====== 読解文

先ごろ群馬県の嬬恋で開催されたスズキVストローム250SXの試乗会に参加しました。
私はオフロードがあまり得意ではないのですが、今年の夏にヒマラヤ山脈をツーリングする「モトヒマラヤ」で久しぶりにダート走行を味わったことや、以前試乗したスズキ ジクサーSF250のエンジンフィーリングが気に入っていたので、「ジクサー系エンジンのアドベンチャーバイク」と聞いて興味が湧いたのです。
これまでアドベンチャーバイクというと大きくて重いイメージがあり、自分には関係のないジャンルだと敬遠していました。しかしVストローム250SXは、メインフレームもジクサー250と共通で装備重量が164㎏しかないと知り、私でも乗れるのではないかと期待したのです。

============
====== データセットの行

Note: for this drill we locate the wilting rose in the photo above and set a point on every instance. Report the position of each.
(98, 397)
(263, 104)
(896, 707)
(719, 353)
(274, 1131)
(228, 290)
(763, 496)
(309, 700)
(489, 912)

============

* _演習課題 1_
読解文に基づき、次の問いに答えてください。
(a) Vストローム250SXの試乗会はどこで開催されましたか。
(b) 今年の夏にヒマラヤ山脈をツーリングした催しは何と呼ばれていますか。
(c) Vストローム250SXの装備重量は何㎏ですか。
* _演習課題 2_
読解文の内容を2文で要約してください。

* _解答 1_
(a) 群馬県の嬬恋です。
(b) 「モトヒマラヤ」です。
(c) 164㎏です。

* _解答 2_
筆者は、群馬県の嬬恋で開催されたスズキVストローム250SXの試乗会に参加しました。オフロードが得意ではなく、アドベンチャーバイクを大きくて重いものとして敬遠していましたが、ジクサー系エンジンであることや装備重量が164㎏しかないことを知り、自分でも乗れるのではないかと期待しました。